Repeat each line of the material word for word.

SOURCE MATERIAL:
┄┄┄┄┄┄┄┄┄┄┄┄┄┄┄┄┄┄┄┄
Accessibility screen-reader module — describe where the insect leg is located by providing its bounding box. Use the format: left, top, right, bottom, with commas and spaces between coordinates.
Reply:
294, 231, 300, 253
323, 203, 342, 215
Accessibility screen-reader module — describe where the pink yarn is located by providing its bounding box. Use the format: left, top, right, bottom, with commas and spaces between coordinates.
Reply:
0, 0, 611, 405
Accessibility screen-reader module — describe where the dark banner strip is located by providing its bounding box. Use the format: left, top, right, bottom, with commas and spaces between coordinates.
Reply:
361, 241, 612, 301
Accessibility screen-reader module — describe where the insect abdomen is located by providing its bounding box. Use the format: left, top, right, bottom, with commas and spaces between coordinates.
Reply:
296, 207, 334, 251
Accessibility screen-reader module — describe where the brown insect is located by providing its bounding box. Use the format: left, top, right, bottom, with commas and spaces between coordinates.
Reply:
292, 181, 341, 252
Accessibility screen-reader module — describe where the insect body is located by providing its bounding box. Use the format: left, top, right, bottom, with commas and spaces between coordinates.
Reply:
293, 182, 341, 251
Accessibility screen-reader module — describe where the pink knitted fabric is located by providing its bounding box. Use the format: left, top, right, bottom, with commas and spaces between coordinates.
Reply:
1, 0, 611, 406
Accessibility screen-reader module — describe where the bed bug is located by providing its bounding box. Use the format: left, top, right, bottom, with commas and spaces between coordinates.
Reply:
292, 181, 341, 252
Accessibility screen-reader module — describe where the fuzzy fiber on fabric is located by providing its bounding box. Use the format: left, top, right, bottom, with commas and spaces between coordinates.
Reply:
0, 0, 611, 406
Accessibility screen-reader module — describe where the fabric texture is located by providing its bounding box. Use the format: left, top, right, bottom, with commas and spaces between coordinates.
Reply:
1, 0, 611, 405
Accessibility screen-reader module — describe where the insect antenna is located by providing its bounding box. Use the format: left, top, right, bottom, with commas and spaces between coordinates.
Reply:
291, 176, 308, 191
┄┄┄┄┄┄┄┄┄┄┄┄┄┄┄┄┄┄┄┄
SOLUTION FOR THIS TASK:
Accessibility screen-reader module — describe where the insect leg is located by providing its bounding box. Use the format: left, top, right, bottom, with commas and spaces between coordinates.
Reply:
294, 231, 300, 253
323, 203, 342, 215
Accessibility screen-reader module — describe where the pink yarn is located by providing its bounding box. Use the format: left, top, right, bottom, with commas and spaces between coordinates.
Reply:
0, 0, 611, 405
Accessibility screen-reader module — describe where the dark banner strip is located by providing its bounding box. Use the format: left, top, right, bottom, with commas and spaces between coordinates.
Reply:
361, 241, 612, 301
Accessibility screen-reader module — describe where the insect abdomen is located by providing its bounding box. Use the format: left, top, right, bottom, with commas and spaces between coordinates.
Reply:
296, 207, 334, 251
Accessibility screen-reader module — describe where the brown insect is located by providing its bounding box. Use the format: left, top, right, bottom, with commas and spaces between coordinates.
Reply:
292, 181, 341, 252
Accessibility screen-reader module — describe where the insect body is located by providing its bounding box. Use the format: left, top, right, bottom, with commas and spaces between coordinates.
Reply:
293, 182, 341, 251
Accessibility screen-reader module — describe where the pink knitted fabric is located by providing its bounding box. Use the format: left, top, right, bottom, with commas and spaces between coordinates.
Reply:
1, 0, 611, 406
Accessibility screen-reader module — describe where the bed bug is located by providing its bounding box. Use the format: left, top, right, bottom, with commas and spaces between coordinates.
Reply:
292, 181, 341, 252
Accessibility screen-reader module — describe where the fuzzy fiber on fabric is located by providing its bounding box. Use the format: left, top, right, bottom, with commas and spaces between coordinates.
Reply:
0, 0, 611, 406
Accessibility screen-reader module — describe where the fabric texture is located by providing its bounding box. Use the format: left, top, right, bottom, with commas and spaces between coordinates.
Reply:
1, 0, 611, 405
Accessibility screen-reader module — describe where the insect antenna is located by providing its bounding box. Use the format: left, top, right, bottom, with commas and spaces between coordinates.
Reply:
291, 176, 308, 191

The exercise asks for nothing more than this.